[Stored records]
*** Begin section ***

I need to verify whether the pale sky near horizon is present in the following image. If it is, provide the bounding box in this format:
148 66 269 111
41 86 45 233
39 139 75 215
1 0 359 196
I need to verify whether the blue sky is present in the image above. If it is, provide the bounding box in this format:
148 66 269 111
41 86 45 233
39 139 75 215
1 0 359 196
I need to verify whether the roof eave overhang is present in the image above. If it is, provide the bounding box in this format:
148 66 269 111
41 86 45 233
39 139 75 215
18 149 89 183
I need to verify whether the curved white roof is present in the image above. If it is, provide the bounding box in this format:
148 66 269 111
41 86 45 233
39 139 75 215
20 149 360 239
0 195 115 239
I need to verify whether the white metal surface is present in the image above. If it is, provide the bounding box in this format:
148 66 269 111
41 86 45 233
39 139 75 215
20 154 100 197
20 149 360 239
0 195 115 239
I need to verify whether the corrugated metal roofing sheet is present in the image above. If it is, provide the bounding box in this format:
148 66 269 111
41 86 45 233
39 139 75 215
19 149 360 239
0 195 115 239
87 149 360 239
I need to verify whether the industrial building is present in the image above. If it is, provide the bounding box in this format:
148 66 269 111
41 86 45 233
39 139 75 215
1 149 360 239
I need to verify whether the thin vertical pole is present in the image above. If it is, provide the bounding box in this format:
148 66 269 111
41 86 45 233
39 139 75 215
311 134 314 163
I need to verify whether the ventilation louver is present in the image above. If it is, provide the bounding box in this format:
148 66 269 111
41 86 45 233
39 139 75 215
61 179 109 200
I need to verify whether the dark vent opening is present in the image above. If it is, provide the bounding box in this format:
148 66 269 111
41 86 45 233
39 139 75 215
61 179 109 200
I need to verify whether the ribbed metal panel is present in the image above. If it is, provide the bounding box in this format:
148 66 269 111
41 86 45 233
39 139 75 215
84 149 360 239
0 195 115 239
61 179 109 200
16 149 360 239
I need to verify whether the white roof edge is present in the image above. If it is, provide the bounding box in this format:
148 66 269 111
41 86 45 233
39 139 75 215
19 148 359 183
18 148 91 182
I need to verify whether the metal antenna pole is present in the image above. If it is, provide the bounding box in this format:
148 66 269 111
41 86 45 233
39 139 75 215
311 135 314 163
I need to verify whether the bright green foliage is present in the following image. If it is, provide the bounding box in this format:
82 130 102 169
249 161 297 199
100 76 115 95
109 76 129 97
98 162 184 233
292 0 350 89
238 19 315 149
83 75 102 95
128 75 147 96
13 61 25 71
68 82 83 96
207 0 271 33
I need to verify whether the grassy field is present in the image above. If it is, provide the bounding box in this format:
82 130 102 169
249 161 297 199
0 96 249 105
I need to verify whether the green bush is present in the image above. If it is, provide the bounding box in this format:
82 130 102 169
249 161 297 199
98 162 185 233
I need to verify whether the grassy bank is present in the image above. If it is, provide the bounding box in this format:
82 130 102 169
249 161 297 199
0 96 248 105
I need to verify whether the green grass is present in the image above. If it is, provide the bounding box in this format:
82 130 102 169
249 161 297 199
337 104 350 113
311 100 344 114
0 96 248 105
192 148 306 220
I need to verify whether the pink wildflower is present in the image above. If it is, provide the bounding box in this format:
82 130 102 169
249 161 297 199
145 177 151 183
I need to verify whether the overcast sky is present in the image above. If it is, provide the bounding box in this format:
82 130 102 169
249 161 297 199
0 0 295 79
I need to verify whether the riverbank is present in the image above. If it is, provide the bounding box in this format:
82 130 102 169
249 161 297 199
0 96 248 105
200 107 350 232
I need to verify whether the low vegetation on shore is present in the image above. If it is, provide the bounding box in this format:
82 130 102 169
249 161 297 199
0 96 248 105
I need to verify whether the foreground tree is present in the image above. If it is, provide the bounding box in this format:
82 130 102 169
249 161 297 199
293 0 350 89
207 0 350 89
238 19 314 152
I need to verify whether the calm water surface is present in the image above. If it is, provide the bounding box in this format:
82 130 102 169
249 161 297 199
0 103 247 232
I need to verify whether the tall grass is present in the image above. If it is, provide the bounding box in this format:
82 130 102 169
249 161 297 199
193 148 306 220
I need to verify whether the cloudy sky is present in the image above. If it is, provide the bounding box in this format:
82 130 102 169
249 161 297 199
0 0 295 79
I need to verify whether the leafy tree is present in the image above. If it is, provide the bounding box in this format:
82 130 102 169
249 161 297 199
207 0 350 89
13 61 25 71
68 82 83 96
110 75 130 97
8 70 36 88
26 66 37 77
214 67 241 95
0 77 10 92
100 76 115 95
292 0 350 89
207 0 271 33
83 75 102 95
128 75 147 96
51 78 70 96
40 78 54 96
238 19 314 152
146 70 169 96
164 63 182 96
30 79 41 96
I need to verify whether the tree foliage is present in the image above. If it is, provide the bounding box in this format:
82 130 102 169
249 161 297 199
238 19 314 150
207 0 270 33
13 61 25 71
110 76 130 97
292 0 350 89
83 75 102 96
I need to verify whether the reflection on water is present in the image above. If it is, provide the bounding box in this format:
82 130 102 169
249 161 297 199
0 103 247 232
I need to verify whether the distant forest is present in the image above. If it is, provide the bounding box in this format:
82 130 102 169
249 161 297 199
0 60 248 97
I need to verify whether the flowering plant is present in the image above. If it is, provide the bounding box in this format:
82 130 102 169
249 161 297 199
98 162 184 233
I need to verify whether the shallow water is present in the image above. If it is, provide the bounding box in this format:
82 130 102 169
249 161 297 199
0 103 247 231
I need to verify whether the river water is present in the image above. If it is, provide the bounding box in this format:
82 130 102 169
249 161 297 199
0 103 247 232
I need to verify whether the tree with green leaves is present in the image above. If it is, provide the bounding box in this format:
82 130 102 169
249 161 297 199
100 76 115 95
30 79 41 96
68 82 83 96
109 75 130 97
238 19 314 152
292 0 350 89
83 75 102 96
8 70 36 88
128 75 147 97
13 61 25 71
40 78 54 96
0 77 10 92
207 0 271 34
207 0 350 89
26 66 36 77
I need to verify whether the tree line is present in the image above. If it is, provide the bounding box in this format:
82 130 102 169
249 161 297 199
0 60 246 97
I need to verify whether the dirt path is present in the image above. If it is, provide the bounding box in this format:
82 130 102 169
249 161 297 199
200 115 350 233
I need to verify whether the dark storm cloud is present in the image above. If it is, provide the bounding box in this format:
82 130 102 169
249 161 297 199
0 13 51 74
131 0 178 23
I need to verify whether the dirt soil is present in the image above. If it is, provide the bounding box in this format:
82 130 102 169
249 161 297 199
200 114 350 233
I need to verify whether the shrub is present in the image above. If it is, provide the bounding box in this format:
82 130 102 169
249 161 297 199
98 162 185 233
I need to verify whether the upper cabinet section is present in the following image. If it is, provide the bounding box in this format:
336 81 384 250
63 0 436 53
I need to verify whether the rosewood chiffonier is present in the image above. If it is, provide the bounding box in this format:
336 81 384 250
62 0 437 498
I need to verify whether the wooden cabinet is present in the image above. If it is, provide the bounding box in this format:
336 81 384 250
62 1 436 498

*** End section ***

Please write out, exactly as they appear, the lines from the line containing "I need to verify whether the wooden" through the last line of the records above, both included.

● TASK RESULT:
I need to verify whether the wooden cabinet is present in the image above. If it is, provide the bounding box in this format:
336 81 384 250
62 1 436 498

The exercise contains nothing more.